TEKS BACAAN:
▼▼▼
PENGANTAR PENULIS

Om Suastiatu

Dalam kehidupan sehahi-hari terkadang kita dihadapkan pada situasi, yang mengharuskan kita bisa.Demikian pula sekitar tahun 2003-2004, Penulis dihadapkan pada masalah tak terduga "diminta untuk mengisi kuliah Pendidikan Agama Hindu, di Akademi Meteorologi dan Geofisika, sekarang Sekolah Tinggi Teknik Meteorologi, Klimatologi, dan Geofisika. Padahal penulis mempunyai latar belakang yang lain, yaitu Geofisika. Tetapi di dasari dengan semangat ngayah, melalui Jnana Marga, penulis iyakan saja. Kemudian baru penulis berusaha, diantaranya dengan mencari cari-cari Kurikulum Yang Paling Update, melalui teman-teman yang bekerja di Departemen Agama maupun Teman-teman Dosen Pendidikan Agama Hindu di Perguruan Tinggi, serta setiap pulang kampung mampir mencari buku dan majalah Hindu di Toko-Toko buku di Denpasar.
▲▲▲
DAFTAR TUGAS:
1. Dalam pengantar penulis, kuliah apa yang diminta untuk diisi oleh penulis?
2. Susun ulang semua catatan di bawah sebagai CSV dua kolom bernama masukan dan keluaran, satu baris untuk setiap permintaan: teks permintaannya di kolom masukan dan jawabannya di kolom keluaran. Apit setiap isian dengan tanda kutip, dan ganti setiap pergantian baris dengan spasi.

BARIS DATA:
▼▼▼
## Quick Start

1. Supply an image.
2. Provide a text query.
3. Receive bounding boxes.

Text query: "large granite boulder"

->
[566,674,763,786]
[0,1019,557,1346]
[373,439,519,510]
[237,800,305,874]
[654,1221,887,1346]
▲▲▲
DAFTAR JAWABAN:
1. Kuliah Pendidikan Agama Hindu.

2.
masukan,keluaran
"## Quick Start 1. Supply an image. 2. Provide a text query. 3. Receive bounding boxes. Text query: ""large granite boulder"" ->","[566,674,763,786] [0,1019,557,1346] [373,439,519,510] [237,800,305,874] [654,1221,887,1346]"